#### Trecho do texto
────
Por Danilo José Viana da Silva
Através da reativação sociológica da crítica pascaliana da razão
autofundadora (“O que assenta na sã razão é bem mal fundado, como a estima da
sabedoria”) Bourdieu faz uma análise pormenorizada de boa parte da tradição filosófica
tanto moderna quanto contemporânea.
Por meio dessa análise, Bourdieu põe em prática os princípios e toda a
artilharia analítica de sua sociologia reflexiva, a qual exige, como uma das
mais importantes condições para o exercício da sociologia, que o próprio sociólogo
empregue contra si mesmo os instrumentos de objetivação que ele emprega em seu
trabalho de pesquisa.
A vigilância epistemológica contra si (uma análise da relevância da vigilância
epistemológica contra si pode ser encontrada em “O racionalismo aplicado” de
Gaston Bachelard, uma das mais importantes influências na sociologia do
conhecimento de Bourdieu) acaba encontrando uma oportunidade considerável de
exercício na medida em que a crítica pascaliana do fundamento racional da
razão, como um tipo de crítica a forma de denegação de gênese histórica e
social dos próprios instrumentos de reflexão racional, é empregada
rigorosamente contra as determinantes sociais que contribuem para a amnésia da
gênese histórica e social do próprio habitus
escolástico, do próprio escolástico que existe em cada um de nós.
────
#### Itens

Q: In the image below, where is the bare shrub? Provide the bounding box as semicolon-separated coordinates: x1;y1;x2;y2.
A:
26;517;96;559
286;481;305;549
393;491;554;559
────
#### Tarefa escrita 1
Diga se cada afirmação concorda com o texto sobre Bourdieu, respondendo sim ou não e citando as palavras do texto que decidem: (a) Bourdieu analisa apenas a tradição filosófica moderna. (b) A sociologia reflexiva exige que o sociólogo use contra si mesmo os instrumentos de objetivação da sua pesquisa. (c) Gaston Bachelard é apresentado como uma das mais importantes influências na sociologia do conhecimento de Bourdieu.
#### Tarefa escrita 2
Edite o texto sobre Bourdieu de “Por Danilo José” a “trabalho de pesquisa.”, pondo “pesquisador” no lugar de “sociólogo”.
#### Tarefa escrita 3
Prossiga com o texto sobre a sociologia reflexiva de Bourdieu a partir da última frase apresentada.
Os itens não têm relação com o texto.

#### Resultado 1
(a) Não: "tanto moderna quanto contemporânea".
(b) Sim: "que o próprio sociólogo empregue contra si mesmo os instrumentos de objetivação que ele emprega em seu trabalho de pesquisa".
(c) Sim: "uma das mais importantes influências na sociologia do conhecimento de Bourdieu".

#### Resultado 2
Por Danilo José Viana da Silva
Através da reativação sociológica da crítica pascaliana da razão
autofundadora (“O que assenta na sã razão é bem mal fundado, como a estima da
sabedoria”) Bourdieu faz uma análise pormenorizada de boa parte da tradição filosófica
tanto moderna quanto contemporânea.
Por meio dessa análise, Bourdieu põe em prática os princípios e toda a
artilharia analítica de sua sociologia reflexiva, a qual exige, como uma das
mais importantes condições para o exercício da sociologia, que o próprio pesquisador
empregue contra si mesmo os instrumentos de objetivação que ele emprega em seu
trabalho de pesquisa.

#### Resultado 3
A sociogênese da disposição escolástica ( a qual pode ser aqui
rapidamente definida como uma inclinação para construir e perceber o mundo e os
seus objetos como absolutamente autônomos através de esquemas interiorizados e
pensados como instrumentos absolutamente autônomos de conhecimento, e de acordo
com uma disposição liberada das urgências e da alienação do tempo necessário
para o exercício da apropriação cultural, da imprevisibilidade de uma vida instável
econômica e social, de uma condição de existência relativamente favorável à “escolha”
dos produtos e modos de ação reconhecidos como marcadores de distinção
cultural, verdadeira condição para se ascender a predileção e as “escolhas”
desinteressadas – tomadas como efeitos de um dom inato e, portanto,
dessocializado – pelos mais nobres
objetos de reflexão e apreciação ) acaba contribuindo para se produzir
instrumentos eficazes contra os erros escolásticos, os quais tendem a “pôr a
razão onde ela nunca esteve”, diria Pascal, verdadeiro princípio de erro que só
pode ser rigorosamente combatido pondo os instrumentos da razão contra ela
mesma, através de um rigoroso exercício de uma autoanálise sociológica, uma das
condições indispensáveis, segundo Bourdieu, não apenas para o progresso das ciências
sociais, mas também para uma atuação política mais eficaz.
Obra importante para o exercício da crítica ao fetichismo cultural,
exemplo expresso e não devidamente questionado de um dos efeitos mais
dissimulados no mundo intelectual da dominação simbólica, que tem como uma de
suas características o fato de os dominados contribuírem inconscientemente para
a sua própria dominação.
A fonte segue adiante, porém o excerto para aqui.